● **What you are asked to do**:
Which lines in the material below contain the word "wearing"? Pick out each one and copy it in full.

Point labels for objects

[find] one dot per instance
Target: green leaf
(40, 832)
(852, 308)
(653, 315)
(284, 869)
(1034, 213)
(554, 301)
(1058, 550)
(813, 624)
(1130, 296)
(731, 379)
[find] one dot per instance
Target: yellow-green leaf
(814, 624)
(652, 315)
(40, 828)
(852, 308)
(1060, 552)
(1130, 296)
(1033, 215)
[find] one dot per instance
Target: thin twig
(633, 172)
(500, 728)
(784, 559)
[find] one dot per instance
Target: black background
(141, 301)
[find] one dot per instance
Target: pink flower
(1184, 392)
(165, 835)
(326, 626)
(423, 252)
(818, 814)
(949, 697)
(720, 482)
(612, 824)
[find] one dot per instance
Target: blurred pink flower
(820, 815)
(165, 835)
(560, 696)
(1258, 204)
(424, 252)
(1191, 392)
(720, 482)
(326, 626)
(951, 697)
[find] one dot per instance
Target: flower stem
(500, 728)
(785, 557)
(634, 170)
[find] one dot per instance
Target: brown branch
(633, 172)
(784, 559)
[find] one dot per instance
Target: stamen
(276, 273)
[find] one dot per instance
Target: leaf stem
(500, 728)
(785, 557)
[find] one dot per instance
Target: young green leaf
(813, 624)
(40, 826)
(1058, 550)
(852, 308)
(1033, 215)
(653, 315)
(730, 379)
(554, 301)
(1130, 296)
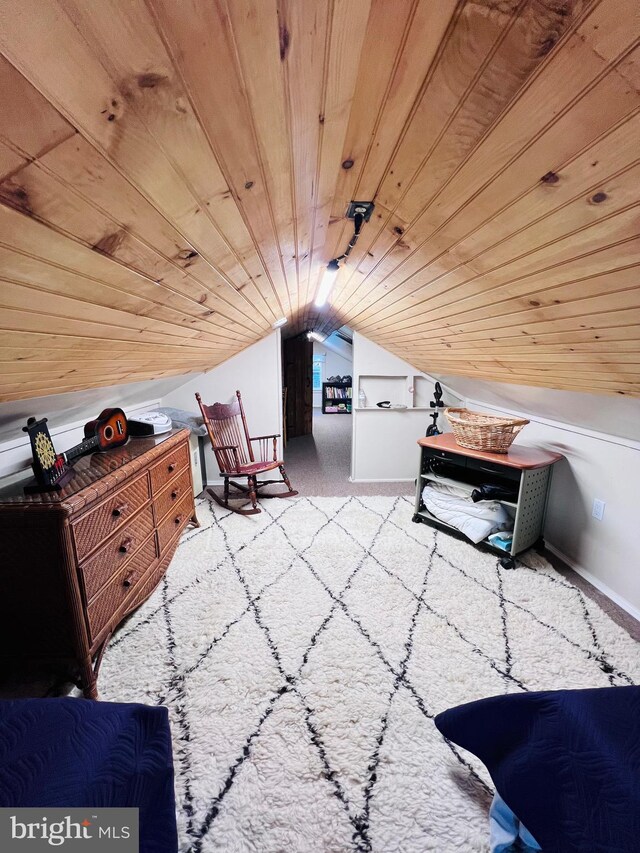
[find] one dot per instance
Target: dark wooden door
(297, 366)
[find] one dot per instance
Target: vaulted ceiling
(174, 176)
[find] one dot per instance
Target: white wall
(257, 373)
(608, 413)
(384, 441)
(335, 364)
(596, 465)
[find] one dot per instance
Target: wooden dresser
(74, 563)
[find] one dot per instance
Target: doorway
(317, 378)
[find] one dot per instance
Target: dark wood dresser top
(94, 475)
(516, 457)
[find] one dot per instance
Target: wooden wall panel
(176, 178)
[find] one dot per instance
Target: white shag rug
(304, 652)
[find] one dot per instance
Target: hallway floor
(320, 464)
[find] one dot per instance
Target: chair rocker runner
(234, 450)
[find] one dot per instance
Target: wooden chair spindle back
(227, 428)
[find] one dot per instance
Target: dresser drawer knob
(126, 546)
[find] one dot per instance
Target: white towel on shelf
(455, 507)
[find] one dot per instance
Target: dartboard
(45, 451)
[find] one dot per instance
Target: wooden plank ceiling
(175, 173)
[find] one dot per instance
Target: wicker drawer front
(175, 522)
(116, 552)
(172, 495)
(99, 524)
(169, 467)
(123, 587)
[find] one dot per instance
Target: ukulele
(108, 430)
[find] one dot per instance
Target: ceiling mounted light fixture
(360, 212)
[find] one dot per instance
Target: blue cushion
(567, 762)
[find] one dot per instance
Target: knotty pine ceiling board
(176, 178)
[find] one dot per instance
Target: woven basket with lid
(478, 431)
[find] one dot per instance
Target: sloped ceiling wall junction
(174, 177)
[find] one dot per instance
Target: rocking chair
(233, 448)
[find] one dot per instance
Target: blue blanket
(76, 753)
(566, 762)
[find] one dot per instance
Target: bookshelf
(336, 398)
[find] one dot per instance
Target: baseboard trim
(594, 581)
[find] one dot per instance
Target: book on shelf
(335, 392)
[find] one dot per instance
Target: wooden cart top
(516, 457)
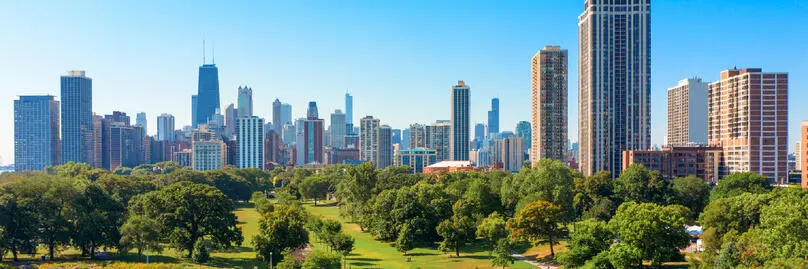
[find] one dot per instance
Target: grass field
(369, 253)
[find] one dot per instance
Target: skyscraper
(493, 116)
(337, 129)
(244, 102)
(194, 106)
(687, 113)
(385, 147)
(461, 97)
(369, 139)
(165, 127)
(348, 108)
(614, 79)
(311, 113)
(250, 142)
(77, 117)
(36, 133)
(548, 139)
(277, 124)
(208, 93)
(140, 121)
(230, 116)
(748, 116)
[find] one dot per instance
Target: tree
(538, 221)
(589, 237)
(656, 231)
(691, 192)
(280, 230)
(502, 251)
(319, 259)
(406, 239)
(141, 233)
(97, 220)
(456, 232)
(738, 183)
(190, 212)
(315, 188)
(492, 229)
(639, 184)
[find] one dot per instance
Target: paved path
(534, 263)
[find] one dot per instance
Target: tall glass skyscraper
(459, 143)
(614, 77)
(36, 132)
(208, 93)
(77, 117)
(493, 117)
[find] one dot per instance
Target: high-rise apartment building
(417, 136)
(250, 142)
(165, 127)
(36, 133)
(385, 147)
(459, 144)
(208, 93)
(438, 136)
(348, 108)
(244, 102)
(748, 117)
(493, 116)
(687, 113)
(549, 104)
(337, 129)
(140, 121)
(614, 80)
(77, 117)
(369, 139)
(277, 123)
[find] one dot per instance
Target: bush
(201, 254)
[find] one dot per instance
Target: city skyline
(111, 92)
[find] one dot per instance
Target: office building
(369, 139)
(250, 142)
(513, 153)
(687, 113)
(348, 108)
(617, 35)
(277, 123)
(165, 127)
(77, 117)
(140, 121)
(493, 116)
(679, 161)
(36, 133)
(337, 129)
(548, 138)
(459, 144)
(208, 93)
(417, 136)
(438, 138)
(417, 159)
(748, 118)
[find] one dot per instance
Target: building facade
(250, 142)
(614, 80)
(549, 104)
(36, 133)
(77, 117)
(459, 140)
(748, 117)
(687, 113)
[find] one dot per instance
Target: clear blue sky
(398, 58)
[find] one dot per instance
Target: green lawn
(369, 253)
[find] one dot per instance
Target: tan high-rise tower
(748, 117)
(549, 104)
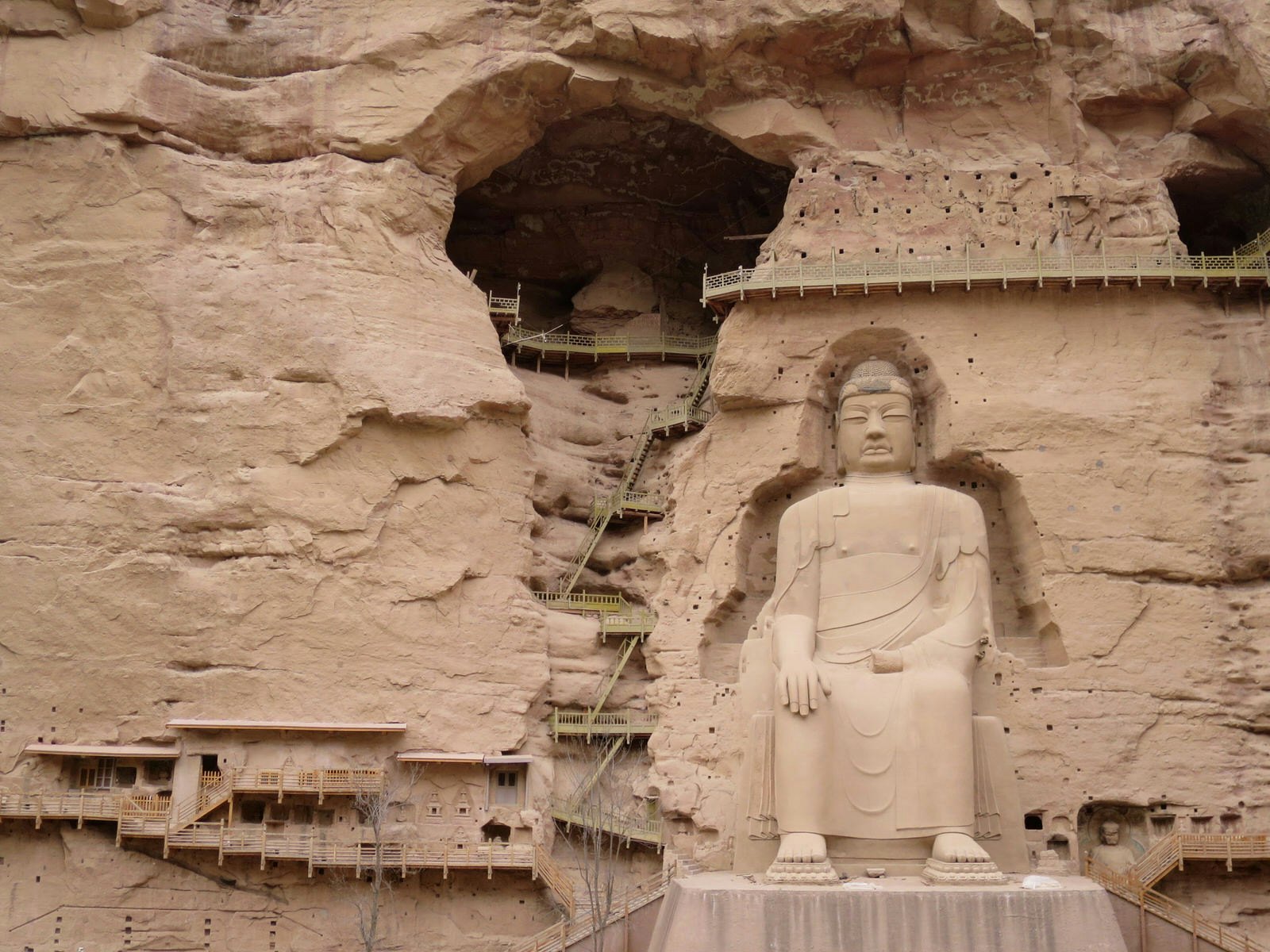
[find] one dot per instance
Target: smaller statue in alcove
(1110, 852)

* * *

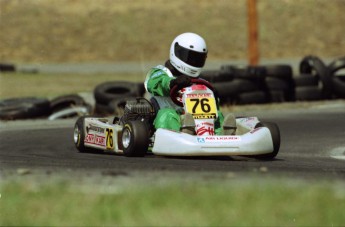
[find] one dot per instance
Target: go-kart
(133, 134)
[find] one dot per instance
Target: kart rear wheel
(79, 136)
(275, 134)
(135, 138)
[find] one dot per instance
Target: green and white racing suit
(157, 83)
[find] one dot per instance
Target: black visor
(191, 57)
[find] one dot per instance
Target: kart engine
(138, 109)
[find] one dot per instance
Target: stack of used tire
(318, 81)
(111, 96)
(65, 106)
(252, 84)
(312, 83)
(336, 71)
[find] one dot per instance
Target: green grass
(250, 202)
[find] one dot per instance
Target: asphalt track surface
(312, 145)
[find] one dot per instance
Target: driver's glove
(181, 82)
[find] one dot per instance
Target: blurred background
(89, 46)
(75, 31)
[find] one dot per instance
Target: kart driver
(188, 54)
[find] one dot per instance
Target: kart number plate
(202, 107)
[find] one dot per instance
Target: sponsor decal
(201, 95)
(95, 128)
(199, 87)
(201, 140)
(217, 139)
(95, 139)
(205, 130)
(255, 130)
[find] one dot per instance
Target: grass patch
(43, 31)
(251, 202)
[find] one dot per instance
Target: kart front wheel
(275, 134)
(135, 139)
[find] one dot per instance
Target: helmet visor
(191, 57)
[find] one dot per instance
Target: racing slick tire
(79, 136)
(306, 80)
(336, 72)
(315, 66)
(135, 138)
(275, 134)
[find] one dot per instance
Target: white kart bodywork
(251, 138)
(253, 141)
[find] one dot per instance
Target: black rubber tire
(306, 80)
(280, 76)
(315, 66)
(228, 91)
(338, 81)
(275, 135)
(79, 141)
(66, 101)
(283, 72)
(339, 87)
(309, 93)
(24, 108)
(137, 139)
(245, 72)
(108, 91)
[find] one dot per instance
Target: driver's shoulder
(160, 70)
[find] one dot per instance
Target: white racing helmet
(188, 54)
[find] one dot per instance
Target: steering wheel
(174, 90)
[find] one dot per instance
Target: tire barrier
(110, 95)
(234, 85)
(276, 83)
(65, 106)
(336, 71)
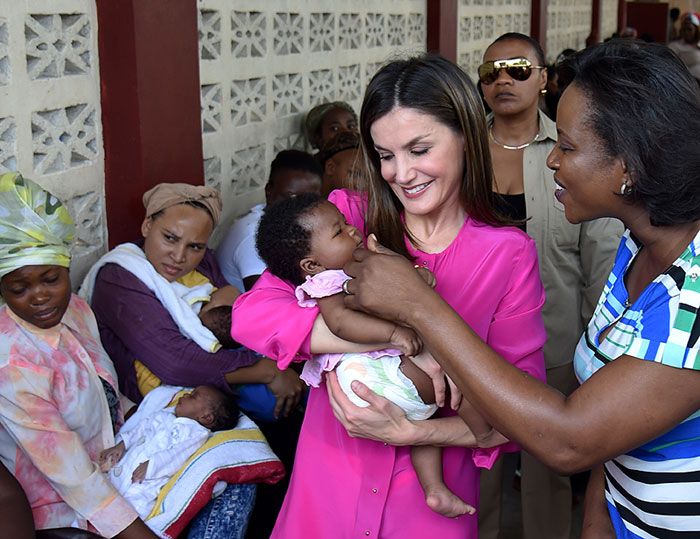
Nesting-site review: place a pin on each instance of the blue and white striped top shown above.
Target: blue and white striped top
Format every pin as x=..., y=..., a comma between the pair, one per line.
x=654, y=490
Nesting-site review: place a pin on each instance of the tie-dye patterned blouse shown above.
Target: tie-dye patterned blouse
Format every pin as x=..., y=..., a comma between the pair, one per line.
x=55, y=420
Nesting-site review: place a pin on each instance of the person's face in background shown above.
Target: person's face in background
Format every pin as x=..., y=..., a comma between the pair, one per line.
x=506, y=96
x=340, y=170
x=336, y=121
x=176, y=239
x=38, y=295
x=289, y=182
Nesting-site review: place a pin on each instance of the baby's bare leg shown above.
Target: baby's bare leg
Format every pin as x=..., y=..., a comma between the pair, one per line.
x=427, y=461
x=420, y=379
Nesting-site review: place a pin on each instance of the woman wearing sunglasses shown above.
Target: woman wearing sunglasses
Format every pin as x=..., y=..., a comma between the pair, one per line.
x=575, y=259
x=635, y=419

● **Solution to this problem**:
Nesting-site review: place a pin on each instance of the woman wearing sunglasses shown above.
Target: woman wearing sunglasses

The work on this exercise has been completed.